Given instruction. Please rewrite the lines of the data below as a Markdown table with two columns, "Row" for the row number and "Text" for the line, skipping blank lines and leaving out the pictures.

Records to process.

################

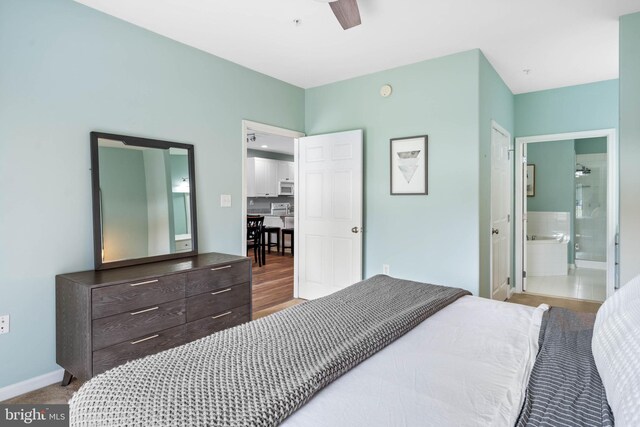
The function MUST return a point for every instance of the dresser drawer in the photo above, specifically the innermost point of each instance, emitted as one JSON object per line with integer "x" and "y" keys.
{"x": 216, "y": 277}
{"x": 133, "y": 296}
{"x": 218, "y": 301}
{"x": 131, "y": 325}
{"x": 118, "y": 354}
{"x": 208, "y": 325}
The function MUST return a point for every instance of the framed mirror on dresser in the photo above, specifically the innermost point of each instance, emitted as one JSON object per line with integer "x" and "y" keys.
{"x": 151, "y": 290}
{"x": 144, "y": 200}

################

Exercise result.
| Row | Text |
|---|---|
| 1 | The function MUST return a point for every instance of the dresser drawer in the photo above, specifically the innermost point of each instance, emitted as one JSON object per line with integer "x" and "y" keys. |
| 2 | {"x": 216, "y": 277} |
| 3 | {"x": 133, "y": 296} |
| 4 | {"x": 218, "y": 301} |
| 5 | {"x": 131, "y": 325} |
| 6 | {"x": 118, "y": 354} |
| 7 | {"x": 208, "y": 325} |
| 8 | The function MUST return a point for every instance of the framed mirror on dresser in the photo above, specifically the innermost point of each instance, emitted as one JSON object per line with integer "x" and "y" keys. |
| 9 | {"x": 151, "y": 290} |
| 10 | {"x": 144, "y": 200} |